Problem statement
In the items below, copy verbatim every line from the one containing "instances of shrub." through the end of the items, including both of those lines.

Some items
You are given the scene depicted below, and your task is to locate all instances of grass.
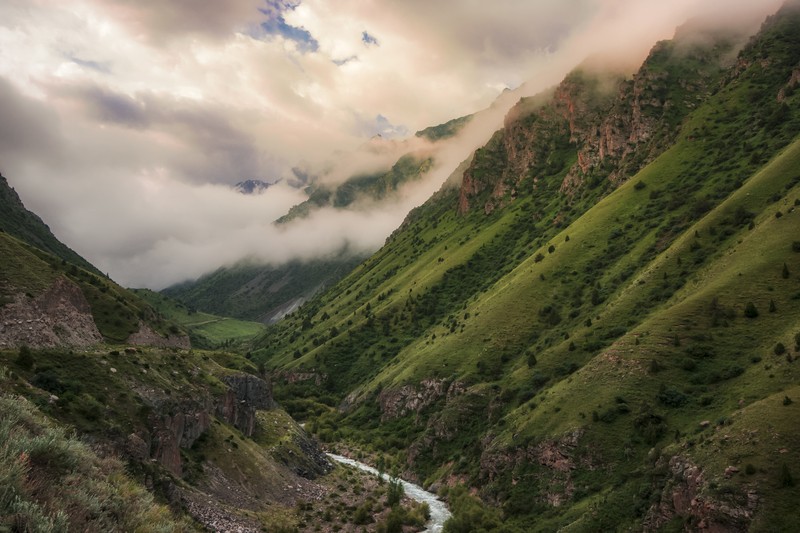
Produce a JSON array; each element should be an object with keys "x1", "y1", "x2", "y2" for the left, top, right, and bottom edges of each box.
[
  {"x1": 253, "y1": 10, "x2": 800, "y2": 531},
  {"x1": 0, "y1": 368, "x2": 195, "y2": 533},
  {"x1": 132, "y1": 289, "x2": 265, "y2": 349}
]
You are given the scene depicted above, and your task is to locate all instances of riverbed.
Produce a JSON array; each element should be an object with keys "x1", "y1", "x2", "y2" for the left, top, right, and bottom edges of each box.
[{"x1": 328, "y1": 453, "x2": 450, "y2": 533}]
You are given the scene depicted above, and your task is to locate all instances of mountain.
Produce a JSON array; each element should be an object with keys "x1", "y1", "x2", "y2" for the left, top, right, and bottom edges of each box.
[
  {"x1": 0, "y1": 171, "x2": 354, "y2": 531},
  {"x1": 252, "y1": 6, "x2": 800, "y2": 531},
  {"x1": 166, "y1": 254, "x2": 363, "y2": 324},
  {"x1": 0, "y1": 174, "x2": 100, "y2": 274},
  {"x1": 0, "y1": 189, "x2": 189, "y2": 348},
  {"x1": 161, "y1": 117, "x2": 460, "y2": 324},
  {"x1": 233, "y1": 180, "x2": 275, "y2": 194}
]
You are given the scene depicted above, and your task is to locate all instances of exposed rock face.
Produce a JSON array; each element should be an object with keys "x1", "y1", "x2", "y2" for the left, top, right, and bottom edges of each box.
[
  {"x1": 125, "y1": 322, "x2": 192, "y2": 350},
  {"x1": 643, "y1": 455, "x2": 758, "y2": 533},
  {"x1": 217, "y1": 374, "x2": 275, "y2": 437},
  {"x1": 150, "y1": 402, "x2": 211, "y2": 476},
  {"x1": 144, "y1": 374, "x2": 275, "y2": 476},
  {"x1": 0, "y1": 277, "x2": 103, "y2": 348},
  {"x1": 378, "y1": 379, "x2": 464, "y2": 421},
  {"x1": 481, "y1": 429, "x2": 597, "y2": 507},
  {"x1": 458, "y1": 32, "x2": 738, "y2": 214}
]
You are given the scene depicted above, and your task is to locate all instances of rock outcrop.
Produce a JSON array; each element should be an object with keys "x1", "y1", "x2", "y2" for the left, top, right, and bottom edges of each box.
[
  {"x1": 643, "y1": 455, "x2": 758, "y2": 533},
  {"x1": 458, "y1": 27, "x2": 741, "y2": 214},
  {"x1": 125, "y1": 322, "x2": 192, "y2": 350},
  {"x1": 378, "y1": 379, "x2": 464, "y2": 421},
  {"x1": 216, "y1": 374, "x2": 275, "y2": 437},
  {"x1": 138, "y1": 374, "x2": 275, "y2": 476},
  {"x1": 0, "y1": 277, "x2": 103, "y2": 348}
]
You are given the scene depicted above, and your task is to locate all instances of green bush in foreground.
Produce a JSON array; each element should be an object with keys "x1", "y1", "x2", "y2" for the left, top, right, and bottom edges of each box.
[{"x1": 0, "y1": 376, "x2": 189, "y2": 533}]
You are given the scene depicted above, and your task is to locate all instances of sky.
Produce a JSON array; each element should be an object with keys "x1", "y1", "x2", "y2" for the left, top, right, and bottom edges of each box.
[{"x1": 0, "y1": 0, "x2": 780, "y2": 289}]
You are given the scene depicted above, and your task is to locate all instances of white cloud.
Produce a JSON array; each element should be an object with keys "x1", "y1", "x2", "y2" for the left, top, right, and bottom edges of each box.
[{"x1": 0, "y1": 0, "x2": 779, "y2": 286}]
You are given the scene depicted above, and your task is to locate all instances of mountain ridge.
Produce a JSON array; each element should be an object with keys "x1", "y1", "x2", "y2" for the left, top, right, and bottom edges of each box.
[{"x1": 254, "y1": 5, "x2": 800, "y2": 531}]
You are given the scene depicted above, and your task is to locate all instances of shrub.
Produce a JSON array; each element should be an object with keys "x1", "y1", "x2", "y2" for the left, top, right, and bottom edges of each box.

Solution to this exercise
You are given the scene depicted above, and your task is to locate all instances of shrub.
Produce a JSON array; each element should be an object with keys "x1", "y1", "x2", "y2" for the left, top, right, and bottom edges of each box.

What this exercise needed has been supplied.